Exercise objective —
Please list every character named in the Tower of God example of the Cheaters Never Prosper passage below.

Even if the cheaters don't fail by their own fault, the honest competitors will beat them anyway, though it may be a close call. The message here is that while the cheaters put all their energy into cheating, the honest players spent time getting good at the game in order to come out on top without having to resort to dirty tricks.

It is extremely rare for the cheaters to win, but be subsequently stripped of their medals after being found cheating. In almost all cases, they end up losing the race regardless, and the fact that they are then revealed as cheaters just adds insult to injury. Otherwise, where's the drama?

Compare Can't Get Away with Nuthin', Dick Dastardly Stops to Cheat. When a video game enforces this trope on the player, it's No Fair Cheating.

Examples of Cheaters Never Prosper include:

Anime and Manga

  • Subverted in Tower of God, where the Hide And Seek test was actually about to teams competing in doing a task better than the other, without even coming in contact. Since the the test was only a point gathering test serving to qualify the best for the last test, people started going out of their way to beat their own teammates to the point of injuring them to incapacitate them. While Koon lead to his team to sure victory but in the end helped Quant to make them lose anyway, just to help his friends on the opposing team, Parakewl and Mauchi tried to make everybody sacrifice themselves for them and even took hostages, while Ho tried to eliminate Baam and Androssi gathered her fellow Fishermen in one point and attacked them. The end result was that Mauchi failed while Parakewl passed, Androssi was the best Fisherman but Hong Chunhwa also managed to pass, Ho died and Koon succeeded. Success was not determined by the degree of rule-abiding, but by skill of bending the rules, strength and sheer luck.

(Dataset excerpt)

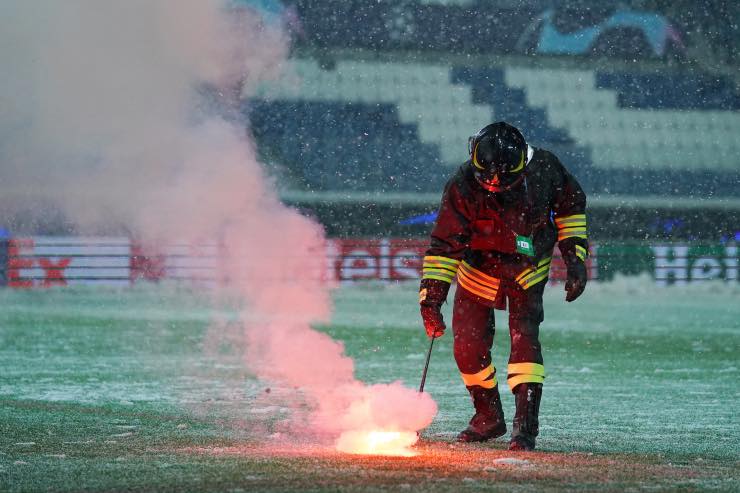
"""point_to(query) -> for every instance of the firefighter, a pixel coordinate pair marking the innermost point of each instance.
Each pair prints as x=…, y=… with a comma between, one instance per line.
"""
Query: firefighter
x=501, y=214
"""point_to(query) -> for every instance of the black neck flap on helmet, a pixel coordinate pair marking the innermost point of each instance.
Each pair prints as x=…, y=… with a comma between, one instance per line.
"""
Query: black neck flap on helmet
x=499, y=155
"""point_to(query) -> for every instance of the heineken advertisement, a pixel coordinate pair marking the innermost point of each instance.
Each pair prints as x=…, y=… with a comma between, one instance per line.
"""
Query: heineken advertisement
x=675, y=263
x=38, y=262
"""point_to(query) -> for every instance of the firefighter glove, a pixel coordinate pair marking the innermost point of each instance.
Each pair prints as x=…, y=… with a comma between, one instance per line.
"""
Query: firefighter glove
x=576, y=282
x=432, y=293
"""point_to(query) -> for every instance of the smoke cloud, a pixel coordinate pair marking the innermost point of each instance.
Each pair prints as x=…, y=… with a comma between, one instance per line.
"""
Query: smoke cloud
x=122, y=115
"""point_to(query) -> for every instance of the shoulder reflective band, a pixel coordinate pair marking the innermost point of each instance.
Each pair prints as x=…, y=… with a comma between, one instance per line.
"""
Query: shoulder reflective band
x=571, y=226
x=440, y=268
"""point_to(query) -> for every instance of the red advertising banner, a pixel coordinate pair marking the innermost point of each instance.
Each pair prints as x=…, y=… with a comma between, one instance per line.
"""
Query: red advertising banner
x=395, y=259
x=59, y=261
x=46, y=261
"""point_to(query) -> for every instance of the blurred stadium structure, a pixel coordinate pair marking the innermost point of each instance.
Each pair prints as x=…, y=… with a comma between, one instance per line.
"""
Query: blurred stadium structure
x=640, y=99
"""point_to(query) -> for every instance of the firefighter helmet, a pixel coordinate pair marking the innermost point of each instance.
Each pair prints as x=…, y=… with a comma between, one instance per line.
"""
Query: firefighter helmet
x=498, y=154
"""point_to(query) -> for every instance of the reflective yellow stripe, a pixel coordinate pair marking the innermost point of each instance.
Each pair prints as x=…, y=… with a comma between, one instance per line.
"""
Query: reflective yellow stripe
x=571, y=226
x=514, y=381
x=477, y=282
x=439, y=268
x=480, y=277
x=531, y=276
x=444, y=273
x=481, y=378
x=581, y=252
x=476, y=289
x=531, y=281
x=572, y=232
x=437, y=277
x=438, y=261
x=528, y=368
x=572, y=220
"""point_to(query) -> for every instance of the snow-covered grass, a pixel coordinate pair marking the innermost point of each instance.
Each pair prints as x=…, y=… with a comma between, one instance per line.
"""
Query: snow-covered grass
x=146, y=388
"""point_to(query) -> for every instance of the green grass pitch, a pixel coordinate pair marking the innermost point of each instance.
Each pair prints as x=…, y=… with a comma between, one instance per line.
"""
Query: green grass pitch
x=145, y=389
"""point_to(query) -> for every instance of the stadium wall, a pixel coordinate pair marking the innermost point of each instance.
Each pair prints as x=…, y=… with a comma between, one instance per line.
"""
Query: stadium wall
x=44, y=262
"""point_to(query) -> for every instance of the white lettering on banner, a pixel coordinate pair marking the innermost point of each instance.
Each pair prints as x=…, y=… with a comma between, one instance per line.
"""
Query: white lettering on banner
x=400, y=264
x=673, y=263
x=359, y=264
x=678, y=267
x=731, y=263
x=58, y=261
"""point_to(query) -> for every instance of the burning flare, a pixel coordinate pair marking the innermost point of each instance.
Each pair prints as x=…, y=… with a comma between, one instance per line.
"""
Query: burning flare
x=378, y=442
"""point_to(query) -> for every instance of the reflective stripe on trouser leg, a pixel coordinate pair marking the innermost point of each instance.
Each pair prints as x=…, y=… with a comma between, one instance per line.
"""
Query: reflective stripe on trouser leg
x=525, y=373
x=473, y=329
x=525, y=316
x=485, y=378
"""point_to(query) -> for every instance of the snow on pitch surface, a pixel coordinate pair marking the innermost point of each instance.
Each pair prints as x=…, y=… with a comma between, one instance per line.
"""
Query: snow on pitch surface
x=632, y=368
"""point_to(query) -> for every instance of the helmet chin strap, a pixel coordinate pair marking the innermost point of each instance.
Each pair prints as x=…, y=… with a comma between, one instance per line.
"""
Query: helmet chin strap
x=519, y=179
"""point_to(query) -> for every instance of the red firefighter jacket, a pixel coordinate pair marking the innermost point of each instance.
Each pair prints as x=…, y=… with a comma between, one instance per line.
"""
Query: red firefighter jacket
x=475, y=236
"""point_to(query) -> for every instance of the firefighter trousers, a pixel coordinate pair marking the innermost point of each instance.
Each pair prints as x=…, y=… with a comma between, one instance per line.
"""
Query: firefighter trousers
x=473, y=326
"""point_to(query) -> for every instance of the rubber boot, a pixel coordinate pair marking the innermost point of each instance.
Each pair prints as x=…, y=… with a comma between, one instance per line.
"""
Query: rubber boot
x=526, y=424
x=488, y=421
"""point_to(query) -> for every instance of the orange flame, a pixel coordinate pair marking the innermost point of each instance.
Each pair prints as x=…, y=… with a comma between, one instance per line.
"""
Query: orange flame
x=378, y=442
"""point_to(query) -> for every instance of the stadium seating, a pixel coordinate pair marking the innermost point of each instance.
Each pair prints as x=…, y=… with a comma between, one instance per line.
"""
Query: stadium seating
x=361, y=122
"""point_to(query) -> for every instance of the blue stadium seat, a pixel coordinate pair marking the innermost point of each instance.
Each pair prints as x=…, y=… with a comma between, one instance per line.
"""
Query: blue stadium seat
x=657, y=91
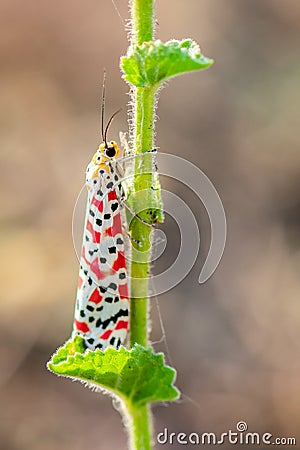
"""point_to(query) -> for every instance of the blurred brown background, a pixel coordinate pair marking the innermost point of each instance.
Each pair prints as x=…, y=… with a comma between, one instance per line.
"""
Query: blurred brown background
x=235, y=340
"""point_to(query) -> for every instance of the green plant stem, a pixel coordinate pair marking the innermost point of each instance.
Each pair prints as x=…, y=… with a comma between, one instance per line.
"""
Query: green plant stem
x=142, y=12
x=144, y=115
x=143, y=137
x=140, y=427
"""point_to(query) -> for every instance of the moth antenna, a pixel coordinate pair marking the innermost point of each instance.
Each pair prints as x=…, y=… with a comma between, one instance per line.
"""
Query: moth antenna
x=108, y=125
x=102, y=106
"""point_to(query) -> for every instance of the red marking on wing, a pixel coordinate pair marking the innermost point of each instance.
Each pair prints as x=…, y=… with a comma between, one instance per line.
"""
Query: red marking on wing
x=80, y=281
x=112, y=195
x=98, y=204
x=123, y=290
x=121, y=325
x=96, y=297
x=81, y=326
x=120, y=262
x=96, y=234
x=117, y=225
x=109, y=231
x=106, y=334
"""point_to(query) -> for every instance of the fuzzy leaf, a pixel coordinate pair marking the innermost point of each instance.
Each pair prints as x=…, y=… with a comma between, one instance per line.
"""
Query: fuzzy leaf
x=153, y=62
x=138, y=376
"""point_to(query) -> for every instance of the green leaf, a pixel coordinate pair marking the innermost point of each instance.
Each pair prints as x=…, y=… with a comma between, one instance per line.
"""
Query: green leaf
x=153, y=62
x=138, y=376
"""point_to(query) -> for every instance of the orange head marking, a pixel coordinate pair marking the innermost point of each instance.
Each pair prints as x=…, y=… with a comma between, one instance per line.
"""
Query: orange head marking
x=109, y=150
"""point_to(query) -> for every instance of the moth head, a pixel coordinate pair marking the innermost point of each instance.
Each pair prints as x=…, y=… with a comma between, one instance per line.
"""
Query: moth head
x=109, y=149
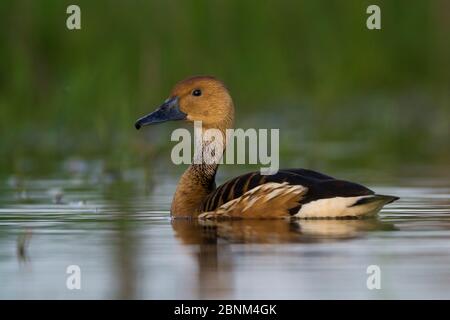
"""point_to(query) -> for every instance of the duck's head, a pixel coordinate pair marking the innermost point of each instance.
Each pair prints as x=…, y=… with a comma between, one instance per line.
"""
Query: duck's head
x=201, y=98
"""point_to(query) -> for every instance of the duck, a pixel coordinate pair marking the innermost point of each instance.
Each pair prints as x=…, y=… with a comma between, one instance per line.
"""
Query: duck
x=289, y=193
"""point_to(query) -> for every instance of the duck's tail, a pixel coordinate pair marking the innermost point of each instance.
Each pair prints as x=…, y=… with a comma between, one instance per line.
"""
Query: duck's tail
x=378, y=199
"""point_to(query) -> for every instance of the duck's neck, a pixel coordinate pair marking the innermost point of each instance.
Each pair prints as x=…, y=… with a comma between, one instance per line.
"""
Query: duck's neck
x=199, y=179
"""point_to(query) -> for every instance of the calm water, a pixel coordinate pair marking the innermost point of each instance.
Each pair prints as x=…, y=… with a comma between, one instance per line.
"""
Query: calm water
x=116, y=227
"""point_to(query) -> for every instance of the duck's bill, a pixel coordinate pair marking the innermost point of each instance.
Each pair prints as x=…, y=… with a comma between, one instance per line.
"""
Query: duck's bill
x=169, y=111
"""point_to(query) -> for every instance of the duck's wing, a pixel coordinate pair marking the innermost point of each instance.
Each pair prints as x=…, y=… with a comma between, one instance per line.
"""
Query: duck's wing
x=281, y=194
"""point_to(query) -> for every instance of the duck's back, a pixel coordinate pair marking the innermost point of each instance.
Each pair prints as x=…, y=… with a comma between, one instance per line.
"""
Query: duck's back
x=309, y=185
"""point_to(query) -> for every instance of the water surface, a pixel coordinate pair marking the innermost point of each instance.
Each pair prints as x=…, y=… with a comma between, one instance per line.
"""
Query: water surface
x=116, y=227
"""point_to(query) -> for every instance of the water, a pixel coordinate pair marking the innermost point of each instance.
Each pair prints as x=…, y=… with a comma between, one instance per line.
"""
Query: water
x=116, y=228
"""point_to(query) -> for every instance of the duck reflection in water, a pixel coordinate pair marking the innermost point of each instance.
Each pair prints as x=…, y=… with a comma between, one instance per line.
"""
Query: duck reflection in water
x=209, y=243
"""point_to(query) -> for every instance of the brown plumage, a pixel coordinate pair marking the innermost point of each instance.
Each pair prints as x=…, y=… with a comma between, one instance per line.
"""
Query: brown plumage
x=290, y=192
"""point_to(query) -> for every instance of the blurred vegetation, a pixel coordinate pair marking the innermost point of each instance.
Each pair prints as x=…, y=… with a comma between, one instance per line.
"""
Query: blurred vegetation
x=310, y=68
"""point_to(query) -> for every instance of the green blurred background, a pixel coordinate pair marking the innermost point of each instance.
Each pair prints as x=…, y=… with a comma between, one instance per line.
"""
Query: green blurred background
x=342, y=95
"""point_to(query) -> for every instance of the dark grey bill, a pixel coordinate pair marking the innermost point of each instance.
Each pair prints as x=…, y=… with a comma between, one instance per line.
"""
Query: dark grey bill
x=169, y=111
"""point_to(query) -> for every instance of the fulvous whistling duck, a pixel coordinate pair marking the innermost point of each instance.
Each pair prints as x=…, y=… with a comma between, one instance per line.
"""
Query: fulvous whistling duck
x=299, y=193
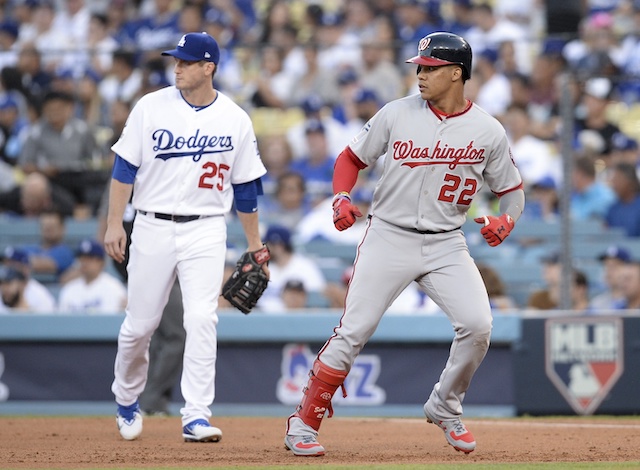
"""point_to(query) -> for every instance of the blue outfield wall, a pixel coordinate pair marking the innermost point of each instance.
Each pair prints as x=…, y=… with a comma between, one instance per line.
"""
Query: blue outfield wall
x=263, y=361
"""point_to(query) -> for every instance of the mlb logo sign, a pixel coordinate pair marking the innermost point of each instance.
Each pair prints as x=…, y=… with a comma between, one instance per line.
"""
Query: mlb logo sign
x=584, y=359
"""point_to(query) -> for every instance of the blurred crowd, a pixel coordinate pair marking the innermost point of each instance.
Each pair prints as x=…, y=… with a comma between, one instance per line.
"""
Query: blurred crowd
x=310, y=74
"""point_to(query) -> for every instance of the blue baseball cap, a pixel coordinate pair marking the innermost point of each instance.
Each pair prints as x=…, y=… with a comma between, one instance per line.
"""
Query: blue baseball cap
x=313, y=125
x=278, y=234
x=365, y=94
x=312, y=104
x=7, y=102
x=616, y=252
x=194, y=47
x=12, y=253
x=90, y=248
x=620, y=141
x=8, y=274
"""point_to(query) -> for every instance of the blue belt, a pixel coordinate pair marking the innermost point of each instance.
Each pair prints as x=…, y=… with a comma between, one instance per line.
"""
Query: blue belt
x=174, y=218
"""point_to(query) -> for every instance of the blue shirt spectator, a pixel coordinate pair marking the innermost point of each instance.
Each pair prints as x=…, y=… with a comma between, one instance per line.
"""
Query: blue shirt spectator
x=591, y=198
x=625, y=211
x=51, y=256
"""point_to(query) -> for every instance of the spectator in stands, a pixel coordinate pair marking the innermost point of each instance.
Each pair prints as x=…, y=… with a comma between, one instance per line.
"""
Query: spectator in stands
x=628, y=57
x=499, y=300
x=533, y=156
x=338, y=47
x=286, y=265
x=63, y=148
x=272, y=87
x=286, y=38
x=51, y=256
x=294, y=295
x=630, y=282
x=544, y=92
x=95, y=291
x=461, y=17
x=591, y=198
x=542, y=201
x=317, y=167
x=39, y=298
x=314, y=80
x=12, y=288
x=277, y=15
x=73, y=21
x=229, y=77
x=494, y=92
x=314, y=109
x=490, y=30
x=89, y=104
x=413, y=22
x=34, y=76
x=8, y=43
x=625, y=210
x=613, y=260
x=100, y=46
x=624, y=149
x=13, y=127
x=378, y=71
x=361, y=106
x=549, y=297
x=592, y=115
x=289, y=204
x=41, y=35
x=594, y=52
x=35, y=196
x=124, y=80
x=359, y=19
x=276, y=156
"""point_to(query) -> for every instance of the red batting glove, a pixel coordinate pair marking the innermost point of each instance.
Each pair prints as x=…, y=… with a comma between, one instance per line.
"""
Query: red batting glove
x=495, y=229
x=344, y=213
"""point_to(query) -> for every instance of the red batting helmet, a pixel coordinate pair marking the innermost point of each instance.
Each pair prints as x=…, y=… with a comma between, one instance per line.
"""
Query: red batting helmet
x=443, y=48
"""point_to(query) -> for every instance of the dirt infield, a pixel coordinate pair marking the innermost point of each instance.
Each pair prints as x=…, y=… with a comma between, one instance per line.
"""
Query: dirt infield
x=74, y=442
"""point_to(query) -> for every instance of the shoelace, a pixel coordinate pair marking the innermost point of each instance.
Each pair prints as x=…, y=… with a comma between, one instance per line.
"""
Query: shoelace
x=128, y=412
x=459, y=428
x=308, y=439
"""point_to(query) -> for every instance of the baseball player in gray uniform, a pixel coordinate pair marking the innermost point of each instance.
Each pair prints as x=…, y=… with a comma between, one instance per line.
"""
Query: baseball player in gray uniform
x=439, y=149
x=187, y=152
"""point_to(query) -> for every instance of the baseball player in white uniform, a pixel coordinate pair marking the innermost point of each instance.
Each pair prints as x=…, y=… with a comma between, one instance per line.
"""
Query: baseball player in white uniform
x=439, y=149
x=187, y=152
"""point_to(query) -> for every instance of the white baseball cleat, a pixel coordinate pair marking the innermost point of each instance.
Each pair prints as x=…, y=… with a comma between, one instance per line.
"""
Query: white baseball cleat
x=201, y=431
x=304, y=446
x=456, y=433
x=129, y=421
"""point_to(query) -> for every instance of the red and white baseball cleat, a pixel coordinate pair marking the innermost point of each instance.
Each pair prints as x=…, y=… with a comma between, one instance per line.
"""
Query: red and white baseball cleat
x=304, y=446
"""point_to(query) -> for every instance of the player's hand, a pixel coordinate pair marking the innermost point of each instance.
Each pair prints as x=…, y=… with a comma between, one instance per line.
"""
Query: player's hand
x=115, y=242
x=495, y=229
x=344, y=213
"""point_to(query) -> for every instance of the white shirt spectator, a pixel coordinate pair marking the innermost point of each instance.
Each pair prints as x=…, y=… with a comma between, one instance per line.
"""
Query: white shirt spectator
x=105, y=294
x=298, y=268
x=494, y=95
x=39, y=298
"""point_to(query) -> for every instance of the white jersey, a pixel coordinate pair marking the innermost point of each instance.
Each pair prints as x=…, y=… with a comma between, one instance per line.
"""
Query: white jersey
x=105, y=294
x=188, y=158
x=426, y=154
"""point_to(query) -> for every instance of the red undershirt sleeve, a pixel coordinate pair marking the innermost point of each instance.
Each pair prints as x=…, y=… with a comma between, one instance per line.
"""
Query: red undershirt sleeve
x=345, y=171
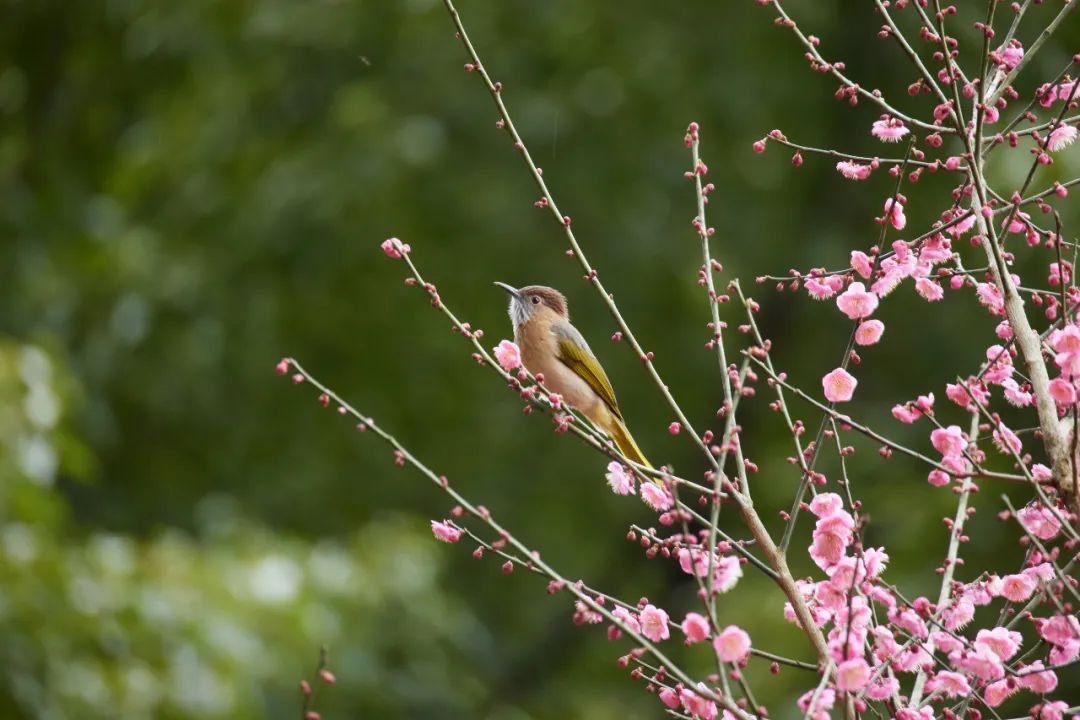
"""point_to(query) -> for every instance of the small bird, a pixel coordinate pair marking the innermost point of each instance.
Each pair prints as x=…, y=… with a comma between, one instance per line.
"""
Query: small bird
x=552, y=347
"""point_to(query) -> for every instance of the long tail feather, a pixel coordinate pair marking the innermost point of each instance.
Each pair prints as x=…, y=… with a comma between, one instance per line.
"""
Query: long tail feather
x=625, y=443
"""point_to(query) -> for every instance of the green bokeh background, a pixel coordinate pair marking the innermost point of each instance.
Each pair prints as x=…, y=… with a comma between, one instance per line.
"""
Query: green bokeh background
x=190, y=191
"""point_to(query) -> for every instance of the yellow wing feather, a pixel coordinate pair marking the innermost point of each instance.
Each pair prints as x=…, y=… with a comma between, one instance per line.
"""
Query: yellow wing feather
x=575, y=353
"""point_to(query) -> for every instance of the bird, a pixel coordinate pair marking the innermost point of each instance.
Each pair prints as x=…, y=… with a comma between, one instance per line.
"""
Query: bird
x=552, y=347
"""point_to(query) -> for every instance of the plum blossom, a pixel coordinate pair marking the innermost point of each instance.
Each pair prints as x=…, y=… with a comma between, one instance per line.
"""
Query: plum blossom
x=838, y=385
x=670, y=698
x=1039, y=520
x=508, y=354
x=999, y=692
x=949, y=683
x=445, y=532
x=394, y=248
x=656, y=497
x=1054, y=710
x=731, y=644
x=1000, y=640
x=855, y=302
x=628, y=619
x=696, y=627
x=853, y=171
x=620, y=480
x=653, y=623
x=822, y=288
x=950, y=442
x=1006, y=440
x=1061, y=137
x=1009, y=56
x=889, y=130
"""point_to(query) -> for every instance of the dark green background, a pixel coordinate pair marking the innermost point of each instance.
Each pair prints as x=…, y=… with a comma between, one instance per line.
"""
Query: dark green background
x=191, y=190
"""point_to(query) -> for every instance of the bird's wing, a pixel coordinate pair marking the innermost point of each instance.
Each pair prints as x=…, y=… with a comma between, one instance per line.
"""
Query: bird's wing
x=575, y=353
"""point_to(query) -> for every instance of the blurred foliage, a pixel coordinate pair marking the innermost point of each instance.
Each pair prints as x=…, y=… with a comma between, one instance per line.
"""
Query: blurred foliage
x=189, y=191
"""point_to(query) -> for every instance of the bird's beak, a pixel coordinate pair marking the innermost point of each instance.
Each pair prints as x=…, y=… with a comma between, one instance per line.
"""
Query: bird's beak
x=512, y=290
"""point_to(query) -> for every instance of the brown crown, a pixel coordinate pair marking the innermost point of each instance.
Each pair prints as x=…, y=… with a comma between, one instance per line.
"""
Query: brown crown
x=548, y=296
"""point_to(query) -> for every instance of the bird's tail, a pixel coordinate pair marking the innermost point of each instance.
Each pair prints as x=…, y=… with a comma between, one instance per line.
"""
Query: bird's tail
x=625, y=443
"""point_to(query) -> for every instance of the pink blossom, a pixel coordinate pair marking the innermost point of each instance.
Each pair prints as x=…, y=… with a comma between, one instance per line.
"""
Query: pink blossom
x=998, y=692
x=949, y=442
x=656, y=497
x=906, y=413
x=855, y=302
x=1060, y=629
x=1017, y=588
x=1000, y=640
x=822, y=288
x=958, y=614
x=868, y=333
x=1066, y=340
x=620, y=480
x=696, y=627
x=889, y=130
x=949, y=683
x=508, y=354
x=852, y=675
x=1064, y=654
x=825, y=504
x=939, y=478
x=945, y=641
x=1061, y=137
x=1054, y=710
x=1039, y=521
x=628, y=619
x=1010, y=55
x=693, y=562
x=894, y=214
x=838, y=385
x=394, y=248
x=696, y=705
x=981, y=662
x=861, y=263
x=853, y=171
x=445, y=532
x=670, y=698
x=653, y=623
x=731, y=644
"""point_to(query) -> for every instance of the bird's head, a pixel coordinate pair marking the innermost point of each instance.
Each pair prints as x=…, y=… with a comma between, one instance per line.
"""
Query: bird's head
x=535, y=301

Result —
Koon, Quant, Parakewl, Mauchi, Ho, Baam, Androssi, Hong Chunhwa